◆ Source information ◆
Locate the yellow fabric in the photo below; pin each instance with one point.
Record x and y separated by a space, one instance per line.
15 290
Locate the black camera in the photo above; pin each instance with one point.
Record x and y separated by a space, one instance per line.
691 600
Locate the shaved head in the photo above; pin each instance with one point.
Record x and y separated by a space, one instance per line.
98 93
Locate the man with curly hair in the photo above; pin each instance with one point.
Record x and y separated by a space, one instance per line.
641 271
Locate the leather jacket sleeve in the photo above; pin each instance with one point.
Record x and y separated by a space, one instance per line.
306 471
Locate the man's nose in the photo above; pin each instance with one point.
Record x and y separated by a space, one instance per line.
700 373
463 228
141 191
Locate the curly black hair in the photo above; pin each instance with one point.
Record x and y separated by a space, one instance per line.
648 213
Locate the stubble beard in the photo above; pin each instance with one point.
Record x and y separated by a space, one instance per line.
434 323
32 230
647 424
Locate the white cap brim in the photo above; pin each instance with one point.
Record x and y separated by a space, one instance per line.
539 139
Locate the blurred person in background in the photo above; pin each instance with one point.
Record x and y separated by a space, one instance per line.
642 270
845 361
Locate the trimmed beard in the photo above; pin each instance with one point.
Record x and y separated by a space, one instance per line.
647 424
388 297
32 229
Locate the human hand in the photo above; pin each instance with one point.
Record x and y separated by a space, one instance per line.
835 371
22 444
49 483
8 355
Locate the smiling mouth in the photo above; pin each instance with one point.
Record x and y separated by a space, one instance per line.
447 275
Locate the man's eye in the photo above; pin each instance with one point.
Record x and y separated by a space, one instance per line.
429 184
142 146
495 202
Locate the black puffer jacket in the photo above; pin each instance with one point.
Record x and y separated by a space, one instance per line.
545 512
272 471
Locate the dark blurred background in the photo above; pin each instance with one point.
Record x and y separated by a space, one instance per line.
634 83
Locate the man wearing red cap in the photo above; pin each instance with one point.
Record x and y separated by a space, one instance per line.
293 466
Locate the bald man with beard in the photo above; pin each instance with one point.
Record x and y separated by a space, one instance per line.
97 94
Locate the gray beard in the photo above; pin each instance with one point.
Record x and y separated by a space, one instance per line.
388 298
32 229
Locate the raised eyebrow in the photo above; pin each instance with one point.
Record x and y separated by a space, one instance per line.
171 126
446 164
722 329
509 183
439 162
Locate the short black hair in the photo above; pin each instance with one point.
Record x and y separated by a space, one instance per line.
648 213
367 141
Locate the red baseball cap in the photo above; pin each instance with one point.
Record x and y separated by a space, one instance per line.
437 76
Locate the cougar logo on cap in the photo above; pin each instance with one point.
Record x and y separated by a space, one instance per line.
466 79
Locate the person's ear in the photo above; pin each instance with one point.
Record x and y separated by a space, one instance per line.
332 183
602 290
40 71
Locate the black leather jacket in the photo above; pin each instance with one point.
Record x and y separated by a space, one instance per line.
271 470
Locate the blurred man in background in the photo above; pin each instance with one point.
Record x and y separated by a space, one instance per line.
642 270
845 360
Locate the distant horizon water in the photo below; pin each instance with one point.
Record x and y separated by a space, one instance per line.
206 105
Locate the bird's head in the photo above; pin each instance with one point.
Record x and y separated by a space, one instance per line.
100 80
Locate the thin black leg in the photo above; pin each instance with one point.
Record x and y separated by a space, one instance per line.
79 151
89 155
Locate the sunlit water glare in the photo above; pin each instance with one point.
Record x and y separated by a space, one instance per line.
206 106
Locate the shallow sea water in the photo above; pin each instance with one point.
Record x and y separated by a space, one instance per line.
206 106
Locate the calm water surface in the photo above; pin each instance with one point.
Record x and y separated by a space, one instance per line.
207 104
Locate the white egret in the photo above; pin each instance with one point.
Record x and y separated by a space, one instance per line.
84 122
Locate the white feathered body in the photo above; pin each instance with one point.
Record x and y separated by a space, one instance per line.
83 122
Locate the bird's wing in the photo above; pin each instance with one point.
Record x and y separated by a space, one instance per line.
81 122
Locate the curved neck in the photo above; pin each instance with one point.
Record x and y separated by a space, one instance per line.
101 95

◆ Task description ◆
Type out the whole listing above exactly.

◆ Finished exercise ◆
Locate the yellow fabric in the photo below; pin each instance with one point.
Record x and y separated by a space, one instance per line.
15 290
Locate the black camera in the photo above; pin each instance with one point.
Record x and y separated by a space, one instance per line.
691 600
Locate the shaved head in the photo above; pin each instance with one point.
Record x and y separated by a space, one instance per line.
98 93
Locate the man with curly hair in the photo above; pin each instance with one point.
Record x and y separated by a space, one instance per line.
641 271
Locate the leather jacket sleeve in the photo above; pin each instance with one point.
Record x and y separated by a space, one instance per line.
306 471
Locate the man's nose in the photo above; pin each instance with one point.
Record x and y separated by a space, one instance per line.
700 373
463 228
141 191
Locate the curly black hair in the photo above; pin each instance with one point.
Record x and y separated by a space, one instance per line.
648 213
Locate the stubble beard in the photo above; pin each instance with one point.
Record x and y separated by a space, one instance per line.
434 323
32 230
647 424
Locate the white cap brim in the photo above; pin each instance with one point.
Record x and y separated by a space, one instance per line.
539 139
Locate the blurred person in background in the photo above; pin each instance with one point.
Record x and y separated by a space, one instance per line.
642 270
845 361
Locate the trimmed beard in the photo above; pin each instance with one point.
Record x and y separated by a space, one instance per line.
647 424
388 297
32 229
Locate the human hand in the photo above; pin each instance with one point.
Record x and y separated by a space, one instance per line.
835 371
22 444
49 483
8 355
Locate the smiling mouth in the photo above; pin each instance with one point.
Record x and y separated by a space, one instance per line.
447 275
Locate the man's eye in the photo above; pin each instance with one point.
Record x and y separated by a space, one instance per line.
429 184
142 146
495 202
Locate the black puffer jacket in the photo above; pin each instance with one point.
Record x and y separated by a space, one instance per line.
545 512
272 471
Locate the dark blurred background in the photo above; pin each instance with one point.
Record x and y separated by a space, one instance per line.
634 83
Locate the man wearing red cap in the photo above; pin each instance with one point.
Record x and y separated by a space, one instance per line.
293 466
Locate the bald man with beard in the photo above; pin each instance with one point.
Record x and y separated by a space, one instance per line.
97 94
Locate the gray beard in the photo above; pin each instance with one point.
Record x and y separated by a space, one instance per line.
388 298
32 229
Locate the raised eyebrow in the photo above; pin each instance with one point.
Record x and y separated by a space, one instance per line.
171 126
446 164
722 329
509 183
439 162
Locate the short black hair in the photo above; pin each instance with one point.
Record x and y separated by a space, one instance per line.
648 213
367 141
Locate the red baseball cap in the photo above; pin each instance with one point.
Record x and y separated by a space, one instance per line.
437 76
Locate the cougar logo on cap in the photo above; pin each instance with one point.
Record x and y separated by a space, one instance per line.
466 79
Locate the person's ear in the photo above; pin each instance with one point.
Record x and y separated by a space, one instance per line.
332 183
602 290
40 71
Locate the black leather jacket in the photo above; pin each instance with one point.
Record x and y separated by a space, one instance per line.
271 470
Locate the blurred man in background in the photo above; pin each instance with one point.
Record x and y separated by a space, one instance per line.
642 270
845 360
Locate the distant horizon water in the photo below; pin each instance with one point.
Record x and y separated by a space, one instance per line.
206 105
Locate the bird's head in the photo above; pin each instance with one point.
Record x and y separated by a space, one instance per line.
100 80
Locate the thin black leg in the photo above; pin each instance with one point.
Record x and y separated by a space, one instance per line.
79 151
89 155
Locate the sunlit water glare in the photo above; pin each instance with one point.
Record x and y separated by a space, one instance per line.
206 106
Locate the shallow sea water in the photo above; pin each instance with one point.
Record x and y separated by a space, one instance per line.
206 106
Locate the calm water surface in the photo above; pin each instance with one point.
Record x and y separated by a space, one instance per line.
207 104
Locate the white egret in the photo above; pin each instance with one point.
Record x and y separated by a space, one instance per line.
84 122
Locate the white feathered body in the photo above; pin each instance with one point.
Record x and y separated by a space, one instance per line.
83 122
Locate the bird's wing in the photo above; pin each instance with one point.
Record x and y separated by a space, one instance per line.
81 122
Locate the curved neck in the photo above; pin each instance with one point.
Record x and y separated by a space, one instance per line.
101 95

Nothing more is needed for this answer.